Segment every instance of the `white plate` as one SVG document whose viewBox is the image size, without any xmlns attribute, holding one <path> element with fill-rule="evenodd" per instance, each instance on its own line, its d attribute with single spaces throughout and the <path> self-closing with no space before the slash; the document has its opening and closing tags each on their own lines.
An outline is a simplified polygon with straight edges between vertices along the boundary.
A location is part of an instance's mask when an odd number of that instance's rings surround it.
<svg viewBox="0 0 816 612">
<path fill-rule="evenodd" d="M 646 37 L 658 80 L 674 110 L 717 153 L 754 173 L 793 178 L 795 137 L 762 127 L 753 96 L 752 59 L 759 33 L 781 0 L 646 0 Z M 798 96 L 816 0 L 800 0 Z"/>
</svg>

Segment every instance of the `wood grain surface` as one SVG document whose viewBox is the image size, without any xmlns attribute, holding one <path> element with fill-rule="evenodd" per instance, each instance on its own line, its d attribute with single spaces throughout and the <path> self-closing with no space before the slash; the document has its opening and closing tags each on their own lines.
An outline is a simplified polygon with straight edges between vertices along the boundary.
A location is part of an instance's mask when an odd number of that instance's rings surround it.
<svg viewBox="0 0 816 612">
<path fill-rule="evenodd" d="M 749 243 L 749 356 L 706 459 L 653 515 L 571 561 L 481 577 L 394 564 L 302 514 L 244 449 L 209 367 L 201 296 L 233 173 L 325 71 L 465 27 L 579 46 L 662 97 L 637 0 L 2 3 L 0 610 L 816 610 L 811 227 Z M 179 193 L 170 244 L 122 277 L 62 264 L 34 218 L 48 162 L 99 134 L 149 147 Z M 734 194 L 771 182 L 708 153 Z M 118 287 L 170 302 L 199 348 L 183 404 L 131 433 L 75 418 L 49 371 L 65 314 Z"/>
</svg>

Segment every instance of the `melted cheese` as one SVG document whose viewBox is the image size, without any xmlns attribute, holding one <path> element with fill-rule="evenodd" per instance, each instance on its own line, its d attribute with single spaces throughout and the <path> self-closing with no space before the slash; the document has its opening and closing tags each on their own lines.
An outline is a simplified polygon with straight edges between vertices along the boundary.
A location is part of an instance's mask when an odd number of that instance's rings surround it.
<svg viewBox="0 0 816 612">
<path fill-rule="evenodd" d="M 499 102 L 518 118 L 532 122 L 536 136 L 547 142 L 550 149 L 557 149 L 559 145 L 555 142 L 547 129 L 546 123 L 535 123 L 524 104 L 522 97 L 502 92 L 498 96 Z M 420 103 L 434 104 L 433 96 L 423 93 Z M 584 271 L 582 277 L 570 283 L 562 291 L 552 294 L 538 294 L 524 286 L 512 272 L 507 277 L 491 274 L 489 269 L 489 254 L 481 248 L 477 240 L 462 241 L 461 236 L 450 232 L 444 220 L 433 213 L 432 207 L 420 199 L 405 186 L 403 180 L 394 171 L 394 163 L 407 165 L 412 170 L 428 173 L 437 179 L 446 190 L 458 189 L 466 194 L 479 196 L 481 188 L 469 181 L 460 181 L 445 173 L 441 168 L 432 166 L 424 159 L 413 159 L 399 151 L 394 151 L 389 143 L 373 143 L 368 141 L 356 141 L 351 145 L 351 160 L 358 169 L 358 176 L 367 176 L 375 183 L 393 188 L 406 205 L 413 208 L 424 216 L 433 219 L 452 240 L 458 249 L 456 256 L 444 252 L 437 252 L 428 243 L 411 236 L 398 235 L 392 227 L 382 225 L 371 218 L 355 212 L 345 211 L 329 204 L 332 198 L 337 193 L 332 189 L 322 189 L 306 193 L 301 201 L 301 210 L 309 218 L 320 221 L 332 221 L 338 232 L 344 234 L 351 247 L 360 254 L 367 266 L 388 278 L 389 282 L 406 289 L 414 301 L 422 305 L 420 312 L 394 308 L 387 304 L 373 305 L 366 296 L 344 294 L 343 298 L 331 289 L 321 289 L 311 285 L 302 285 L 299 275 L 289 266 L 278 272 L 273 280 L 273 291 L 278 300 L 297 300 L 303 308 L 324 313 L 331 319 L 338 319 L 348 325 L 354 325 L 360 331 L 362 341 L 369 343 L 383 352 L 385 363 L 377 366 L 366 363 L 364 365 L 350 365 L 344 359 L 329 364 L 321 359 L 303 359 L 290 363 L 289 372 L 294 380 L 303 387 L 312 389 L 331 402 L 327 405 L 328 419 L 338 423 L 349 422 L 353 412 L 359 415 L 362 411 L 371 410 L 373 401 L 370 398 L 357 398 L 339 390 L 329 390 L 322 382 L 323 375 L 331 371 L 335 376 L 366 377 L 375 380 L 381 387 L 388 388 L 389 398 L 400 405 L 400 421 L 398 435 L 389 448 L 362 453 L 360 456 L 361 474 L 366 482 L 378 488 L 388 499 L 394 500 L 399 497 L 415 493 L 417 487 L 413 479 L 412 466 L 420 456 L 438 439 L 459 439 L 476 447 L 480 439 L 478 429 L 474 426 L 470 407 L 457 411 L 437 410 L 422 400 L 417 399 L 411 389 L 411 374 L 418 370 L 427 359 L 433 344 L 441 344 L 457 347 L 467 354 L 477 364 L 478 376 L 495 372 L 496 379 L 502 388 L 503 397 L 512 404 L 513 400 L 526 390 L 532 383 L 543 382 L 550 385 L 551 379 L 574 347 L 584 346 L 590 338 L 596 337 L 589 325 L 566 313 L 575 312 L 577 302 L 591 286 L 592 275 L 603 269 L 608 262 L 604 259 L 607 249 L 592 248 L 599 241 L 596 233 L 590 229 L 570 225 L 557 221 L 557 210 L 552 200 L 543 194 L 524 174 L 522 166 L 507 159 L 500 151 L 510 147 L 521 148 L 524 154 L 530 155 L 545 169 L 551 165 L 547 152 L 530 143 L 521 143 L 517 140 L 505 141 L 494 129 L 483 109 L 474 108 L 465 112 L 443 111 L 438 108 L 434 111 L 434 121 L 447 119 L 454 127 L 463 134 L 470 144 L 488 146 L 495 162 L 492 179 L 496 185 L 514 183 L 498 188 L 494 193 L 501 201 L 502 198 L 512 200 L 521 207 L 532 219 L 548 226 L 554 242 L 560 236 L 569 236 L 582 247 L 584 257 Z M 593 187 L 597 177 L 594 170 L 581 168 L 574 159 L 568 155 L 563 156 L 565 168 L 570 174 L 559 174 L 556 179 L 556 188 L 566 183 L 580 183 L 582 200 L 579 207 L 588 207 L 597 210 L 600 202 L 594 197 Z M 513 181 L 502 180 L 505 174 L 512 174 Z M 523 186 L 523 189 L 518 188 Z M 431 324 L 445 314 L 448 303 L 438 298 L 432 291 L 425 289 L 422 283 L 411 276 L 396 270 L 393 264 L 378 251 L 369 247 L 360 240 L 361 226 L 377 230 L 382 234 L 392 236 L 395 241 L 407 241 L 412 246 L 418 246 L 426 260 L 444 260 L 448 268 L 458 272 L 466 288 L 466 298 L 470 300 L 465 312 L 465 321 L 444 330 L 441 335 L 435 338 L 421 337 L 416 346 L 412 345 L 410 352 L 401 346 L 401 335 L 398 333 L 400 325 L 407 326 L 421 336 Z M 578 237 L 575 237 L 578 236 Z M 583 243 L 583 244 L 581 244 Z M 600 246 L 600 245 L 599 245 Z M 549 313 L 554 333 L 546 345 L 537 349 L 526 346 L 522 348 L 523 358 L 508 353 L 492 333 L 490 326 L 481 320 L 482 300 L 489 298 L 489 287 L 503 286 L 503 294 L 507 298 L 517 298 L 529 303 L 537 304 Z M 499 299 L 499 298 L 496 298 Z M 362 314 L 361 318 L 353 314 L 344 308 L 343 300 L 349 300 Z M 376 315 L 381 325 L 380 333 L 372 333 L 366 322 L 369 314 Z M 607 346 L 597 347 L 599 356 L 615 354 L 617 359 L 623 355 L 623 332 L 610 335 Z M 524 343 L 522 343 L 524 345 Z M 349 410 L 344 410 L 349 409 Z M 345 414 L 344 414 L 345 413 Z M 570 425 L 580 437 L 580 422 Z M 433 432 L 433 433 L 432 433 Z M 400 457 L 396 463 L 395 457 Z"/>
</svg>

□ □ □

■ Task to complete ■
Count the lines in the material above that contain the string "xmlns", with case counting, and give only the number.

■ Task result ■
3